* **EXERCISE TEXT**
= = =

This review article on the genetics of primary open-angle glaucoma (POAG) notes that genetic studies are one approach to identify the molecules and pathways involved in glaucoma disease pathogenesis.
The authors report that while glaucoma currently is clinically defined, its exact etiology is unknown. Most cases of POAG are believed to be caused by multiple genetic and environmental factors.
They explain that familial aggregation of POAG has long been recognized, and the analysis of POAG families with a Mendelian inheritance form of this disease has been used to identify multiple loci linked to these families. Some causative genes, such as myocilin, optineurin and WD repeat domain 36, have been identified.
Several genetic linkage or association studies have been conducted for candidate genes and genetic regions, finding some that have strong relations to specific phenotypes, such as early onset or elevated IOP. Others are associated with POAG irrespective of IOP and phenotypic variation.
Although recent genome-wide association studies have identified new susceptibility loci for POAG, the authors note that genetic regions identified by linkage analysis are sometimes too large to enable a clear identification of the real causative genes, and susceptibility variants identified by association studies may only be markers on the genetic region. After identification of a genetic region, confirmation of reproducibility, identification of truly causative variants or genes, and evidence for functional involvement are needed.
While further investigation is required to clarify the precise contribution of specific genes identified to the pathogenesis of glaucoma, the evidence provided by genetic studies is expected to improve current understanding of the etiology of glaucoma and facilitate the development of diagnostic and therapeutic strategies.

= = =

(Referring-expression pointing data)
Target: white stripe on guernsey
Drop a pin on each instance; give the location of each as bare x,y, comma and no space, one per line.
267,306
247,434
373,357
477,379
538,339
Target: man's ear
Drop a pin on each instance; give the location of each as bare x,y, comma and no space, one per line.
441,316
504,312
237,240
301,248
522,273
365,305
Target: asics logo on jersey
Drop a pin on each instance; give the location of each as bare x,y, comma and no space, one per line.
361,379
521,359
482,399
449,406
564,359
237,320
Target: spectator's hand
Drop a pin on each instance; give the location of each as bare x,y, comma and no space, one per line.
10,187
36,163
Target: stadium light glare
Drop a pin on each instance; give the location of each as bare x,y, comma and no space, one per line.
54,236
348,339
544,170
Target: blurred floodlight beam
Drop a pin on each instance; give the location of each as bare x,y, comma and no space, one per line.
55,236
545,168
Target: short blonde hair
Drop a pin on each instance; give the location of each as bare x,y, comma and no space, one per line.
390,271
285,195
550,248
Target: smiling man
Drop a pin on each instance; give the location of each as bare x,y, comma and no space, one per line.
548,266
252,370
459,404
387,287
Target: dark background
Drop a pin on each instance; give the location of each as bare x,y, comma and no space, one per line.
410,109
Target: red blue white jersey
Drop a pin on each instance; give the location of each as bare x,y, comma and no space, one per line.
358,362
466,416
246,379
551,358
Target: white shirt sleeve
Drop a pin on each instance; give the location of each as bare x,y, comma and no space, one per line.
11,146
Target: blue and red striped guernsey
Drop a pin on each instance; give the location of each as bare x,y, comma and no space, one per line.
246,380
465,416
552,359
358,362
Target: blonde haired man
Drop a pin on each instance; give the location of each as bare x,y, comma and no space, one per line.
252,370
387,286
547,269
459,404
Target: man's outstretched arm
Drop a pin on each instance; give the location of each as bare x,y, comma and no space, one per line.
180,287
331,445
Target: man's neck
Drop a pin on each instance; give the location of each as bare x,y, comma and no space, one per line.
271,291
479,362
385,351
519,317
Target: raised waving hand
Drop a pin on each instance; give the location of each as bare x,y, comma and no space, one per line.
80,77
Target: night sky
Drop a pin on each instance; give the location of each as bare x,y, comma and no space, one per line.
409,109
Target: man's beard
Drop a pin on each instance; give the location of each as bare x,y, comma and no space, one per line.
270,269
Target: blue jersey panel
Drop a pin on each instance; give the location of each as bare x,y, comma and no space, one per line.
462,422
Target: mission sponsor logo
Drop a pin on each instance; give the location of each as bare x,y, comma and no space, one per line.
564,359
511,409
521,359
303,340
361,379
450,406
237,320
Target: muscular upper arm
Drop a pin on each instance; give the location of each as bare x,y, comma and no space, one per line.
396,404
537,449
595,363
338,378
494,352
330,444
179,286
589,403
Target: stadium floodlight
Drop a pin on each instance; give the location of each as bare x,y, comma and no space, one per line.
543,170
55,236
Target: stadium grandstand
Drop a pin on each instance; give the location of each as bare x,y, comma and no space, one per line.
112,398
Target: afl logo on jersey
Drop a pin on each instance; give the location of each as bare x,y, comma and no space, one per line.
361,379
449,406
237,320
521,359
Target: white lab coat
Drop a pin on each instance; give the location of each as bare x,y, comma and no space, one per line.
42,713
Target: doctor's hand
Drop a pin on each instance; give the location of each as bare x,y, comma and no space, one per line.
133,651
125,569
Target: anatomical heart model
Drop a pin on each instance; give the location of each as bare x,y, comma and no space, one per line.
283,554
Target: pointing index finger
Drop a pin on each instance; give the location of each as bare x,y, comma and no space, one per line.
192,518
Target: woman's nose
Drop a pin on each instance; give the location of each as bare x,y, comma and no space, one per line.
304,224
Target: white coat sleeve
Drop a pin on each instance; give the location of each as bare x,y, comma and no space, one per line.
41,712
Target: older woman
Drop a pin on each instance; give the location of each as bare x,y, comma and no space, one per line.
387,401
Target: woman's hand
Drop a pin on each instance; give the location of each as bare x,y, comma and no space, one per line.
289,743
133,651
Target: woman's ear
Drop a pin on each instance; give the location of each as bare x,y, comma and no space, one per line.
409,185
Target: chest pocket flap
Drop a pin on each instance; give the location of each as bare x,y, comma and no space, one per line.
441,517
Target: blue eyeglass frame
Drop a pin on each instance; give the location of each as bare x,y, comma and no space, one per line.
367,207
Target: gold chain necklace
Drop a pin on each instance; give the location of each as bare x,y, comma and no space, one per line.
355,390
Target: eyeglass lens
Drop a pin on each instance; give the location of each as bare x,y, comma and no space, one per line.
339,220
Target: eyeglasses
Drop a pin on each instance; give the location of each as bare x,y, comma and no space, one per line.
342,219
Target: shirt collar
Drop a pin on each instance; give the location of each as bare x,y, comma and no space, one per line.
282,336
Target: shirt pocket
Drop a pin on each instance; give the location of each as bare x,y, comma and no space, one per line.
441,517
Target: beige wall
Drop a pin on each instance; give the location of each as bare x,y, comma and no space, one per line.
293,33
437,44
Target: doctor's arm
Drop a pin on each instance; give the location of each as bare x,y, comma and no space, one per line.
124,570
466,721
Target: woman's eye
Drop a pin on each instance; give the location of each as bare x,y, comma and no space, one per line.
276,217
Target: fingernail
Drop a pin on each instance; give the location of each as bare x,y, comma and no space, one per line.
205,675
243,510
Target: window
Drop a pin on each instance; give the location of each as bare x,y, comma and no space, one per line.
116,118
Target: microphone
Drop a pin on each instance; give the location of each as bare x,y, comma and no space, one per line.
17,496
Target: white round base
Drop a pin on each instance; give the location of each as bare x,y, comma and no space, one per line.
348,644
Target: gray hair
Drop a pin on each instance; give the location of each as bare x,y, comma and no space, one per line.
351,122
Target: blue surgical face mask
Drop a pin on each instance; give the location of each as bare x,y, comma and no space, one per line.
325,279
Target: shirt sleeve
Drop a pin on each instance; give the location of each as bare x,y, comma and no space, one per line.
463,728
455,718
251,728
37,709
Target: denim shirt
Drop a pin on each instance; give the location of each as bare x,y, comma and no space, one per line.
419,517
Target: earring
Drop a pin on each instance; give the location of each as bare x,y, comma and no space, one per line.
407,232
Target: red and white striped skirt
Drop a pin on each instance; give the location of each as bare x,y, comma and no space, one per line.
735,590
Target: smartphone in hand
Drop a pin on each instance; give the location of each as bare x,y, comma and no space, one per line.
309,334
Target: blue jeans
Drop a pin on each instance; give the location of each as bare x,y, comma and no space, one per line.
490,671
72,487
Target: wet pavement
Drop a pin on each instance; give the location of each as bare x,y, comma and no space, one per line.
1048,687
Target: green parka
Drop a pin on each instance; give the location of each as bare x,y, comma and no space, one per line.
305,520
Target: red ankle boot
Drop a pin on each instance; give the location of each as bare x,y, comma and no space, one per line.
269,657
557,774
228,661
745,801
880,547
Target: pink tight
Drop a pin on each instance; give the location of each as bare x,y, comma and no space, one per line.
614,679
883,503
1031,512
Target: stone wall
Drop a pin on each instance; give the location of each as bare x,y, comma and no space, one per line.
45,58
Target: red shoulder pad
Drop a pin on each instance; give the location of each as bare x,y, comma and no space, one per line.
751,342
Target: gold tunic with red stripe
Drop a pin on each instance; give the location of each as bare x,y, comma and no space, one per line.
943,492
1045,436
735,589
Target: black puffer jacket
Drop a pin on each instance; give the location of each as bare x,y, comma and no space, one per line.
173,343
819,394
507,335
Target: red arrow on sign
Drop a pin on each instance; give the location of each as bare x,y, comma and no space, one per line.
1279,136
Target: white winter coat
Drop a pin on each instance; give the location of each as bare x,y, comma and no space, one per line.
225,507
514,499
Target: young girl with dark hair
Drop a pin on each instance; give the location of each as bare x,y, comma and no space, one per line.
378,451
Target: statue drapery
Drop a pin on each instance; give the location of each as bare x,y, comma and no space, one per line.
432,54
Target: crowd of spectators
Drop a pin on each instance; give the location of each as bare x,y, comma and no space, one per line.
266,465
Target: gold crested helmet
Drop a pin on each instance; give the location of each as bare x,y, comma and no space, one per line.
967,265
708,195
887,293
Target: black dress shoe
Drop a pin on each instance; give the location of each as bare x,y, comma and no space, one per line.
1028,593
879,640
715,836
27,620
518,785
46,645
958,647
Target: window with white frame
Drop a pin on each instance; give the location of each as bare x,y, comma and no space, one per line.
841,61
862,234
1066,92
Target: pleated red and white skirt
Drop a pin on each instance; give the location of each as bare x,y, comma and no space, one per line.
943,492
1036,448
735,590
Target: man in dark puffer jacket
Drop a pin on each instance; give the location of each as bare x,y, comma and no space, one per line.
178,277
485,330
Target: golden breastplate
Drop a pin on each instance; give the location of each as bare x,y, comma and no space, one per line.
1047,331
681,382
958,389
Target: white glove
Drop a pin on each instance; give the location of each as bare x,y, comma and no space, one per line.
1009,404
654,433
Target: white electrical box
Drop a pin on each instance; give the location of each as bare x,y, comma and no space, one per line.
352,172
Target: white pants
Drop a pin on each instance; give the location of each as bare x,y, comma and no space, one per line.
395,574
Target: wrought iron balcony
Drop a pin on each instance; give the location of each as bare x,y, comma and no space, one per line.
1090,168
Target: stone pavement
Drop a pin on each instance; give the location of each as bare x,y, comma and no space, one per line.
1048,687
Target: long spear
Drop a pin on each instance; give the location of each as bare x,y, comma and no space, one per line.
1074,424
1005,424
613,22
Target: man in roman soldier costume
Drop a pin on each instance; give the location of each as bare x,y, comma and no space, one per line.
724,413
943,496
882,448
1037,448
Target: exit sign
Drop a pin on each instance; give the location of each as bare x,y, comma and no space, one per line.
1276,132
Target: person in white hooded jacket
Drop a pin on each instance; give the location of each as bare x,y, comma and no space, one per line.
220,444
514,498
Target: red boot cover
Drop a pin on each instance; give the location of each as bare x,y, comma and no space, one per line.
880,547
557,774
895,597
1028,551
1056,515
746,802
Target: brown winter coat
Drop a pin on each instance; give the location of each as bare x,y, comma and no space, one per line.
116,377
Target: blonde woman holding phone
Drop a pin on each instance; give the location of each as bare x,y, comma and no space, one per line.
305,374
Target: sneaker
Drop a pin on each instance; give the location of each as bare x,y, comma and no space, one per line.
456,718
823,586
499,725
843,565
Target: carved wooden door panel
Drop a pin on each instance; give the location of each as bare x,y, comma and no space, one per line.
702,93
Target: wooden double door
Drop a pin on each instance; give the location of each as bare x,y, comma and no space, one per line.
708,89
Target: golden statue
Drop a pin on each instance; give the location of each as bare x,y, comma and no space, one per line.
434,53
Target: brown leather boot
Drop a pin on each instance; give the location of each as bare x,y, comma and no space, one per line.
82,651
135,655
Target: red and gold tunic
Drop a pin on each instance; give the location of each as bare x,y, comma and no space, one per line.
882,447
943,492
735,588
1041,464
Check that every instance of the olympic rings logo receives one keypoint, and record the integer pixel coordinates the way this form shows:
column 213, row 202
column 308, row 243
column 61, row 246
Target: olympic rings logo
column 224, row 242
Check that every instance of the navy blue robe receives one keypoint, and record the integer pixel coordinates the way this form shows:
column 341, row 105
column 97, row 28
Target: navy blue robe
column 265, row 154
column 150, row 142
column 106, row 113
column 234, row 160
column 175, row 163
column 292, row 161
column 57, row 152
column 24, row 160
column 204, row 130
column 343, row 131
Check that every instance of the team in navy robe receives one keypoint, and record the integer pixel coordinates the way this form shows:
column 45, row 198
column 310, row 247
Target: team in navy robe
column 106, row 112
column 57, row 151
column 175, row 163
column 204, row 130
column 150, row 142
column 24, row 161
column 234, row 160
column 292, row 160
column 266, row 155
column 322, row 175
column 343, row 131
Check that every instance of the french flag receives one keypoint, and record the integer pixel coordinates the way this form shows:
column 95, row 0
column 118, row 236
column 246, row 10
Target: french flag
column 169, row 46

= = =

* **PROBLEM SET**
[1] According to the glaucoma genetics review, which causative genes for POAG have been identified?
[2] Reproduce the glaucoma genetics review word for word, everything from "This review article" down to "and environmental factors.".

* **RESULTS IN ORDER**
[1] Myocilin, optineurin and WD repeat domain 36.

[2]
This review article on the genetics of primary open-angle glaucoma (POAG) notes that genetic studies are one approach to identify the molecules and pathways involved in glaucoma disease pathogenesis.
The authors report that while glaucoma currently is clinically defined, its exact etiology is unknown. Most cases of POAG are believed to be caused by multiple genetic and environmental factors.